Print everything in the Delonghi Magnifica S thread from "## cneedelman (Sep" down to "(Aug 6, 2013)", word for word.

### Passage to read
.....

# Delonghi Magnifica S Not Working



## cneedelman (Sep 9, 2018)

Here is the issue with an ECAM 2321. I did a descaling recently and now sometimes when I try to make a coffee, I hear the grinding, the infuser, the pump starts and then slowly peters out, No coffee, the grounds light, water light and caution triangle light all come on. The puck is discarded and there is water in the collection bin. I've descaled again and again and flushed with fresh water through the frother. Eventually I was able to get water to come through during the rinse and was able to make coffee, but intermittently I'll have the same problem...pump peters out and no coffee. Any ideas?


----------



## DavecUK (Aug 6, 2013)

cneedelman said:


> Here is the issue with an ECAM 2321. I did a descaling recently and now sometimes when I try to make a coffee, I hear the grinding, the infuser, the pump starts and then slowly peters out, No coffee, the grounds light, water light and caution triangle light all come on. The puck is discarded and there is water in the collection bin. I've descaled again and again and flushed with fresh water through the frother. Eventually I was able to get water to come through during the rinse and was able to make coffee, but intermittently I'll have the same problem...pump peters out and no coffee. Any ideas?

.....

### Data block
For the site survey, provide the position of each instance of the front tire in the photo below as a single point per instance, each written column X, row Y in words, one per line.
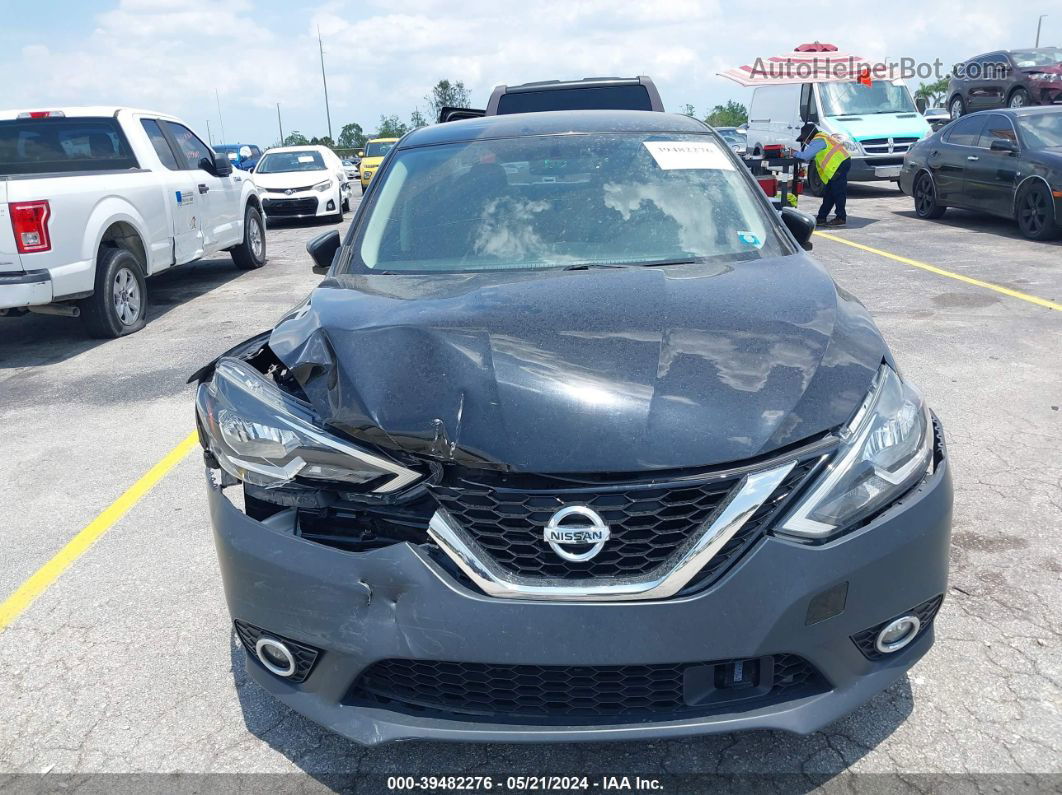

.....

### Problem solution
## cneedelman (Sep 9, 2018)

Here is the issue with an ECAM 2321. I did a descaling recently and now sometimes when I try to make a coffee, I hear the grinding, the infuser, the pump starts and then slowly peters out, No coffee, the grounds light, water light and caution triangle light all come on. The puck is discarded and there is water in the collection bin. I've descaled again and again and flushed with fresh water through the frother. Eventually I was able to get water to come through during the rinse and was able to make coffee, but intermittently I'll have the same problem...pump peters out and no coffee. Any ideas?


----------



## DavecUK (Aug 6, 2013)